• [AIM A] Repeat word for word the part of the article on Harnetty's Shawnee, Ohio project starting at "Inspired by Sherwood" and ending at "other arts organizations).".

═════ SOURCE ═════

Though Harnetty eventually adds his own music as a way of reframing the sounds, he never begins composing right away. For four or five years, Harnetty listened and investigated the context of the audio to make sure he wasn’t culturally strip-mining the archives. “Doing some serious research and also hanging out with the communities connected to the archives doesn’t give you carte blanche to use it however you want,” Harnetty said, though over time, the hope is that “you can find some ways to use it ethically but still have your own artistic voice in there.”

Inspired by Sherwood Anderson’s 1919 short story cycle Winesburg, Ohio, Harnetty, a pianist, created a series of aural portraits, focusing on one person for each of the 11 tracks that make up Shawnee, Ohio, which will be released next year. On Thursday and Friday, Oct. 27 and 28, Harnetty and seven other musicians (playing flute, saxophone, banjo, violin, cello, clarinet and other instruments) will perform the songs, accompanied by photo and video projections, at the Wexner Center (a co-commissioner of the piece, along with support from several other arts organizations).

 

The first portrait is titled “Jim.” “He’s describing the buildings and the people in the town when he was a kid,” Harnetty said, “and in his mind he’s moving from building to building along Main Street, which is totally fascinating. … Part of the visual project is to document the town today, so as he’s recounting this, you’ll be seeing footage of the town today mixed with archival photographs and video. There’s this real mix-up between past and present.”

On another track, “Boy,” a banjo enters, followed by the voice of a child. “I’m going to ask my grandma questions of the olden days,” the boy says. “Um, Grandma? In the mines, do you know how many people died? Do you know anyone that was in the mines? Can you tell me three people? Can you name them?”

A short pause follows each question, but instead of the grandmother’s responses, only Harnetty’s ghostly music is heard; the boy placed the tape recorder next to him instead of near his grandmother. “That gives it a haunting quality,” Harnetty said. “If you listen closely without the music, she’s giving some answers but is very reluctant. So that reluctancy in talking about miners who might have died and people she may have known, that opened the space up for the listener to imagine [her responses].”

Inseparable from the history of Shawnee and other Little Cities of Black Diamonds are the environmental and socioeconomic issues related to extraction in the region. Harnetty investigates what it sounds like when Ohio communities wrestle with what coal-mining and hydraulic fracturing have wrought in the region. “You rulers of the forest, this song to you I’ll tell / Do the impact study, save us from fracking hell,” an activist sings on “Jack.”

═════

• [AIM B] Pull out every line of the listing that contains the string "windshield". Case counts when matching.

═════ RECORDS FOR THIS TASK ═════

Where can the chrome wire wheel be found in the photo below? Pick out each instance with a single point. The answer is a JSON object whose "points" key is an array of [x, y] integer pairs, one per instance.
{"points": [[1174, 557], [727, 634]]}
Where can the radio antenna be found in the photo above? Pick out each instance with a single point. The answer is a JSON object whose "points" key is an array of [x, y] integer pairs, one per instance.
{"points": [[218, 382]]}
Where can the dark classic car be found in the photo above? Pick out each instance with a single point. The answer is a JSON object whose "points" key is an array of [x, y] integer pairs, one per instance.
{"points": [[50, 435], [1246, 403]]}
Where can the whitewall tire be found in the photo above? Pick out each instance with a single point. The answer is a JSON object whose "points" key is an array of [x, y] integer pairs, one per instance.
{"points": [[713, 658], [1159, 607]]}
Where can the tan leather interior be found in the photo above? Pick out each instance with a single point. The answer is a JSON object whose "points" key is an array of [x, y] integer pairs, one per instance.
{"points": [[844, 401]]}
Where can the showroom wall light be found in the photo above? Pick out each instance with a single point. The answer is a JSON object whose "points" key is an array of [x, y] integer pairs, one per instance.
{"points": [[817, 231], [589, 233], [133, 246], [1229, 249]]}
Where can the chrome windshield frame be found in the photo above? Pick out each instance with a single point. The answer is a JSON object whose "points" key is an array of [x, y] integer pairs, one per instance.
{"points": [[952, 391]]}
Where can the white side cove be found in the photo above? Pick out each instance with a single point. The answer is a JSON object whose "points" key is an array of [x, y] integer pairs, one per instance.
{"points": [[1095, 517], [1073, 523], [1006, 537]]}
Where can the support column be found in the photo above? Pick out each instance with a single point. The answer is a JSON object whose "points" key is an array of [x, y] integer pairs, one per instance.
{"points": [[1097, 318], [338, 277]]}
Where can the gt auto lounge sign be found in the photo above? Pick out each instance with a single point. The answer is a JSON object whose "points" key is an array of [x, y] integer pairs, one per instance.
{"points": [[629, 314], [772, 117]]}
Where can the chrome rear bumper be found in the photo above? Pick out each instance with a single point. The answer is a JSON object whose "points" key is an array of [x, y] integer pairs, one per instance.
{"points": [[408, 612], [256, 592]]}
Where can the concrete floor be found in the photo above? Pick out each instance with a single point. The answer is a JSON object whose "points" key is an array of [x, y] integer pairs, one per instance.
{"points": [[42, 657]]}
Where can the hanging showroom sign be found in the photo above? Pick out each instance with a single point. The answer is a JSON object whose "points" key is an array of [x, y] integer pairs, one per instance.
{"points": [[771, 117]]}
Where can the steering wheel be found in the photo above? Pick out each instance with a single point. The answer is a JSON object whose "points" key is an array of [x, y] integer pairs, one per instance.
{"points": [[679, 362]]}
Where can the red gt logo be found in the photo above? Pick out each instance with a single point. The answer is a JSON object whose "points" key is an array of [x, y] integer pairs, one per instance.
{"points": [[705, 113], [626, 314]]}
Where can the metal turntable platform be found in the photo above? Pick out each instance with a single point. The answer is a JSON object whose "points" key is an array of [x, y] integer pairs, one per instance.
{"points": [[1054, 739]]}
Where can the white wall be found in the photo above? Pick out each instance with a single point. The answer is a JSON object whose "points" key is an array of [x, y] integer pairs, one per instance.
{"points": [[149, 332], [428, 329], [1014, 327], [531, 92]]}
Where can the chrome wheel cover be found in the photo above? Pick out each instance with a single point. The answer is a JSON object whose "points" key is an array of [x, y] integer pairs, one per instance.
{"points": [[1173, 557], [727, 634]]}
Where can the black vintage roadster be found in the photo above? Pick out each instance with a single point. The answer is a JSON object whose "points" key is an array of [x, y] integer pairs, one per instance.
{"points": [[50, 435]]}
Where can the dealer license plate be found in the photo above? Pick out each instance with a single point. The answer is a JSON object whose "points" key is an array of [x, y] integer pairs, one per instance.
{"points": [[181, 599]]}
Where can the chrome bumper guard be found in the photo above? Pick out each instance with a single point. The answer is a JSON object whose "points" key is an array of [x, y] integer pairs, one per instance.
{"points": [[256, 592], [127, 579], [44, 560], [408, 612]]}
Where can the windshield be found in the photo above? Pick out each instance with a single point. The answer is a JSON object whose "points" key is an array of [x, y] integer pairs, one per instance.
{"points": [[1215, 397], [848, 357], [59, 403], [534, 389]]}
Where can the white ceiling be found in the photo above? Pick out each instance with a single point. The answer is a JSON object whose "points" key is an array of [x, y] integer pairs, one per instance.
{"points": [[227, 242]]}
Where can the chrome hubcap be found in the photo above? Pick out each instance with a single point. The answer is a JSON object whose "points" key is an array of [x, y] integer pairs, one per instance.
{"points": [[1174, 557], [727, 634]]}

═════

• [EXPECTED ANSWER A]
Inspired by Sherwood Anderson’s 1919 short story cycle Winesburg, Ohio, Harnetty, a pianist, created a series of aural portraits, focusing on one person for each of the 11 tracks that make up Shawnee, Ohio, which will be released next year. On Thursday and Friday, Oct. 27 and 28, Harnetty and seven other musicians (playing flute, saxophone, banjo, violin, cello, clarinet and other instruments) will perform the songs, accompanied by photo and video projections, at the Wexner Center (a co-commissioner of the piece, along with support from several other arts organizations).

• [EXPECTED ANSWER B]
Where can the chrome windshield frame be found in the photo above? Pick out each instance with a single point. The answer is a JSON object whose "points" key is an array of [x, y] integer pairs, one per instance.
Where can the windshield be found in the photo above? Pick out each instance with a single point. The answer is a JSON object whose "points" key is an array of [x, y] integer pairs, one per instance.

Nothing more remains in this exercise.